MATERIAL PROVIDED>
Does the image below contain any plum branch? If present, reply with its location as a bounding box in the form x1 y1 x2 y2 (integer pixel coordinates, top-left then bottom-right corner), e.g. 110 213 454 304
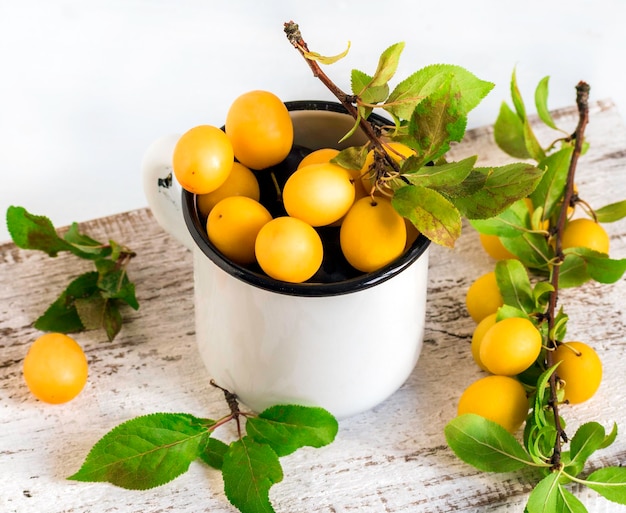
546 81 590 468
284 21 400 183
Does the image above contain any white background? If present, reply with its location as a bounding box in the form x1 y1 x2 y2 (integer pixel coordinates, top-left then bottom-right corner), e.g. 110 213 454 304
0 0 626 242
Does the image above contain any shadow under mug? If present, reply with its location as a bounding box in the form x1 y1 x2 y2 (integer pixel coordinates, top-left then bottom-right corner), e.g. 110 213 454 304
142 101 429 418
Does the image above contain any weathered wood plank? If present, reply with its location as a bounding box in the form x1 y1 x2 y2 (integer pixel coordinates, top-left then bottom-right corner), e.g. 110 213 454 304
0 101 626 513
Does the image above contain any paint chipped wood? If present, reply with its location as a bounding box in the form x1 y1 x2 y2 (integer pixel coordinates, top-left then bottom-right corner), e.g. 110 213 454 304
0 101 626 513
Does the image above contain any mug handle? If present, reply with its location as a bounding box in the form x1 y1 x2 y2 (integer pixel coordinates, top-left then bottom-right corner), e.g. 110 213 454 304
141 134 195 249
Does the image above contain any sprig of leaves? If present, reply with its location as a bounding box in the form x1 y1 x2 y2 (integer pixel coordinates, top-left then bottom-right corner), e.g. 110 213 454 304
445 414 626 513
68 384 338 513
285 22 543 247
6 206 139 340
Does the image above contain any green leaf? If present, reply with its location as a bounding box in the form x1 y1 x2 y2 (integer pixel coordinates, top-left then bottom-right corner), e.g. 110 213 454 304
535 76 558 130
200 438 228 470
384 64 494 120
469 201 529 240
400 75 467 162
74 290 108 330
500 232 554 272
567 422 605 476
493 102 530 159
444 414 533 472
526 472 587 513
510 68 526 122
34 271 98 333
595 200 626 223
600 423 617 449
331 144 369 171
402 156 477 191
222 436 283 513
68 413 213 490
532 363 559 429
495 259 535 314
350 69 372 96
523 119 546 162
246 405 338 456
559 253 591 289
96 260 139 310
368 42 404 87
563 248 626 284
533 281 554 310
303 41 350 64
6 206 72 256
530 145 574 219
391 185 462 248
63 223 111 259
452 162 543 219
585 467 626 504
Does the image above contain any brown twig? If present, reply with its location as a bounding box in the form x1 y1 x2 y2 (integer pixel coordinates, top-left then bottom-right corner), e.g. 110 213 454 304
546 81 590 468
284 21 400 184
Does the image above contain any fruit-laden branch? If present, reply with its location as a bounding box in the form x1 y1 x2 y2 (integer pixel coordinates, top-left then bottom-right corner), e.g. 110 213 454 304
546 81 590 468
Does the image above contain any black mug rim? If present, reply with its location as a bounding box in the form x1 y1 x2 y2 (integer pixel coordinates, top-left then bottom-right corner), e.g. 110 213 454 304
182 100 430 297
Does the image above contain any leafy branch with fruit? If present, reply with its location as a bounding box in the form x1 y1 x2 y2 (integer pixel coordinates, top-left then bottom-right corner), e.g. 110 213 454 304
445 72 626 513
7 22 626 513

EXERCISE GOAL>
Please edit the records above by replacing "integer pixel coordinates" with "whole-number pixel coordinates" and changing nothing else. Leave out the pictures.

FINAL RESULT>
Does the image below contain any plum branch? If present, reply with its location as a bounding box in the form x1 y1 x2 y2 (whole-number pixel coordinates, top-left then bottom-right corner), e.g. 110 213 454 304
546 81 590 468
284 21 400 183
Does the image above contain any white background? If present, reply with its location as a bounding box in the form x1 y1 x2 y2 (whole-number pixel coordinates, top-left then bottom-right corner), e.g. 110 213 454 304
0 0 626 242
Does the image above contain any shadow under mug? If present, reply with its location as a bounding box in the form x1 y1 x2 y2 (whole-number pixel coordinates, top-left then bottom-right corner), e.g. 110 213 454 304
142 101 429 418
Does the image above contain any weathered wood plank? If present, reply with its location as a bounding box in the form x1 y1 x2 y2 (whole-number pixel coordinates, top-left then bottom-right corner), e.g. 110 213 454 304
0 101 626 513
Does the image above contain any paint chipped wood? If present, reply with its location as a bounding box in the form x1 y1 x2 y2 (whole-number pixel coordinates, top-left then bottom-right corner), e.g. 110 213 454 304
0 101 626 513
Does the image above contain any mug handle? If present, reply with its location as a bounding box in the form x1 y1 x2 y2 (whole-number pixel coordinates, top-left then bottom-right corner), e.g. 110 213 454 304
141 134 195 249
Does the image above contain any sprig of leaves? If present, reply with its location as a bounding box in the form x1 y1 x2 y2 (whole-number pixel coordinates, top-left then bottom-right corner), e.g. 110 213 454 304
445 414 626 513
68 384 338 513
285 22 543 247
6 206 139 340
Does the image above contain any green leaf? If present, reply with its location as a bounding box in the form x1 y1 x2 y2 (whole-number pixel coordinates, top-left then bottom-right corner), e.g. 110 213 454 304
535 76 558 130
200 438 228 470
384 64 494 120
469 201 529 240
400 75 467 162
74 290 108 330
500 232 554 272
567 422 605 476
493 102 530 159
444 414 533 472
526 472 587 513
510 68 526 122
34 271 98 333
595 200 626 223
600 423 617 449
331 144 369 171
402 156 477 191
222 436 283 513
68 413 213 490
532 363 559 429
495 259 535 314
350 69 372 96
523 119 546 162
246 405 338 456
559 253 591 289
96 260 139 310
368 42 404 87
563 248 626 284
533 281 554 310
303 41 350 64
6 206 72 256
530 145 574 219
391 185 462 248
63 223 111 259
452 162 543 219
585 467 626 504
Does the image above contain any brown twig? If present, reply with its location as a bounding box in the form x1 y1 x2 y2 (whole-number pixel coordinates, top-left then bottom-right corner), e.g. 110 213 454 304
546 81 590 468
284 21 400 184
Does the image above contain any fruit-laden branch? If present, reply with its location as a bounding box in the form x1 y1 x2 y2 (whole-number pixel coordinates, top-left then bottom-right corner), e.g. 110 213 454 304
546 81 590 468
Does the image above contain any black mug rim? If present, reply with its location as a bounding box in the form x1 y1 x2 y2 (whole-number pixel coordinates, top-left then bottom-right corner), e.g. 110 213 454 304
182 100 430 297
Does the image above contain any leafy branch with fruit? If present, reply with its location as a bounding box in the form x1 y1 x2 y2 (whole-number pixel coordinates, top-left then bottom-right corner), e.g. 110 213 454 304
445 72 626 513
7 22 626 513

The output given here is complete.